• GIVEN DATA:

* Start *

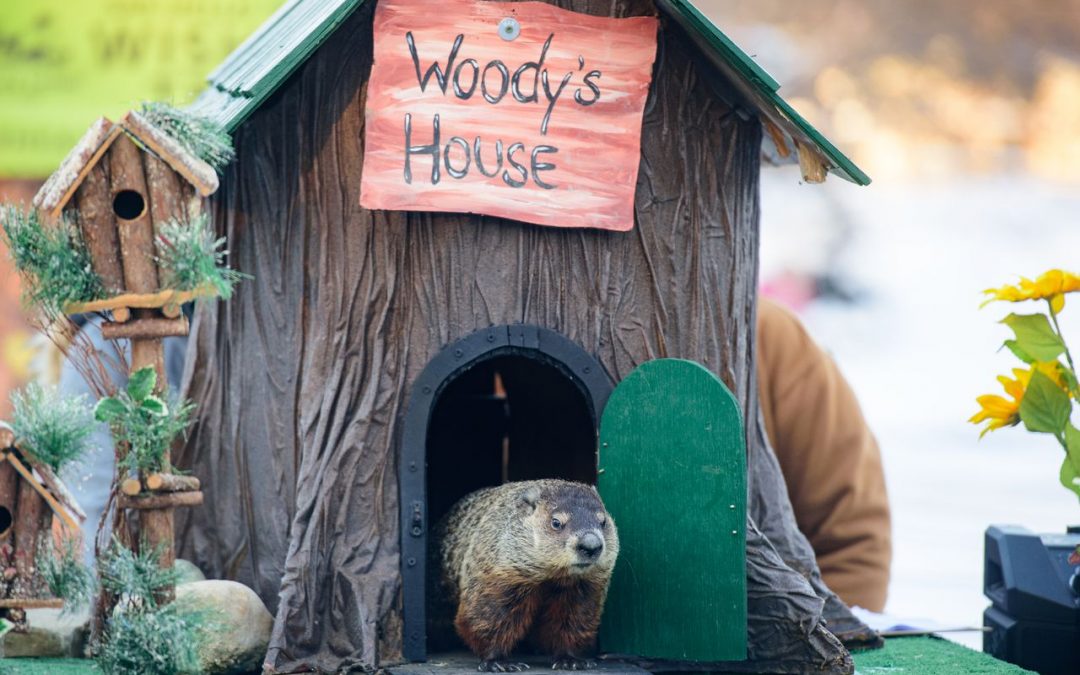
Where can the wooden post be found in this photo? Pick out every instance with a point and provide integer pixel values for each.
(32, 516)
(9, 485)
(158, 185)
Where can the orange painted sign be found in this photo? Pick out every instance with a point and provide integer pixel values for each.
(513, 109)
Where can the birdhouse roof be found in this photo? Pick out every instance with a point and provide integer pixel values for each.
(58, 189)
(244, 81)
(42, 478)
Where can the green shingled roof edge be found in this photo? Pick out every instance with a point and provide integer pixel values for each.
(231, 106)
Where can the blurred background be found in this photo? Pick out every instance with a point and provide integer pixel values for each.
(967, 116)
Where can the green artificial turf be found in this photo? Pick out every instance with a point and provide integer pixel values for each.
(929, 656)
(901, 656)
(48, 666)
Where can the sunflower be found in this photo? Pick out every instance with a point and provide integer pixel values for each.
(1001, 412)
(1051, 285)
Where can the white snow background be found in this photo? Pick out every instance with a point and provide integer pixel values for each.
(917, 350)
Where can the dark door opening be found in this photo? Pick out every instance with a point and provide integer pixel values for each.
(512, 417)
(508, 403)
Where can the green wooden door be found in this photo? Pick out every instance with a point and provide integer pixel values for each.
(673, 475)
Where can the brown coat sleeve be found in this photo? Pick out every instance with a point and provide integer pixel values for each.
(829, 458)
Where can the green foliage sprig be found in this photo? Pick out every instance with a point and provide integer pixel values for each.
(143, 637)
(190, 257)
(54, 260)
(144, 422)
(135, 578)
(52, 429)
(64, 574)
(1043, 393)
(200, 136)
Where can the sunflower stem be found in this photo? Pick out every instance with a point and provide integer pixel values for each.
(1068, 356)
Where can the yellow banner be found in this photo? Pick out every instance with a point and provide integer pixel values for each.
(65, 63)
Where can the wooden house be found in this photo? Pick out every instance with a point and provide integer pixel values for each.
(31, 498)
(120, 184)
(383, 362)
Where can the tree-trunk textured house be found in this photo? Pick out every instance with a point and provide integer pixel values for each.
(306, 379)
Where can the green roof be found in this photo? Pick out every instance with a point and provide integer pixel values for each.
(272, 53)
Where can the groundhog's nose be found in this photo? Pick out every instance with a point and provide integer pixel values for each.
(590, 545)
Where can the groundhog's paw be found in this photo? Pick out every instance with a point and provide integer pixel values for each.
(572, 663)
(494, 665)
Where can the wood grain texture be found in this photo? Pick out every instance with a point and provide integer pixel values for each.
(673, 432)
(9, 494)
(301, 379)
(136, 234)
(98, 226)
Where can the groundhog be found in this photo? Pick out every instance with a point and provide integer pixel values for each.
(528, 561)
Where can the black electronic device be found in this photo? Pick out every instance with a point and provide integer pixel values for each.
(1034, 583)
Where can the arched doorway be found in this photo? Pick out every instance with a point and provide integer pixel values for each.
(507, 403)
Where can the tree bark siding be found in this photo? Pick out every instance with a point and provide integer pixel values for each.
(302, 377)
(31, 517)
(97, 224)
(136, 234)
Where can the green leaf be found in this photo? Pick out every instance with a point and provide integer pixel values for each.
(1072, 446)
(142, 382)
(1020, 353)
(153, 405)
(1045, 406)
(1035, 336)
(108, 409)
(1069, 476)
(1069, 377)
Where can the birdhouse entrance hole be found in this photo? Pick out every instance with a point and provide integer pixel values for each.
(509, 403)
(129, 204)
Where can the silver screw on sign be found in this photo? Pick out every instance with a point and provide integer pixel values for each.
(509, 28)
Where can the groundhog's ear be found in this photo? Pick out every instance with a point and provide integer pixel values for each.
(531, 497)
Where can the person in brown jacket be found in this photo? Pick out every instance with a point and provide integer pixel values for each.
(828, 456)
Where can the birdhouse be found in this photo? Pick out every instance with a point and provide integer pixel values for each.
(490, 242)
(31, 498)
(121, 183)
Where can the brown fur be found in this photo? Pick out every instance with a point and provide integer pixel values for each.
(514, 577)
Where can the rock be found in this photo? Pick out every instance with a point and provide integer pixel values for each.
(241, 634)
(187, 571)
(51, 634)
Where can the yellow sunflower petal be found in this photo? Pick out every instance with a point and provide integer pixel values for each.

* End *

• YOUR TASK: Render the lines from the line containing "Where can the groundhog be" through the line containing "(1034, 583)" as a JSON array of strings, one string per line, skipping any blank lines.

• EXERCISE SOLUTION:
[
  "Where can the groundhog be found in this photo? Pick out every instance with a point and provide integer pixel values for each.",
  "(528, 561)",
  "Where can the black electronic device be found in this photo? Pick out every instance with a point and provide integer pixel values for each.",
  "(1034, 583)"
]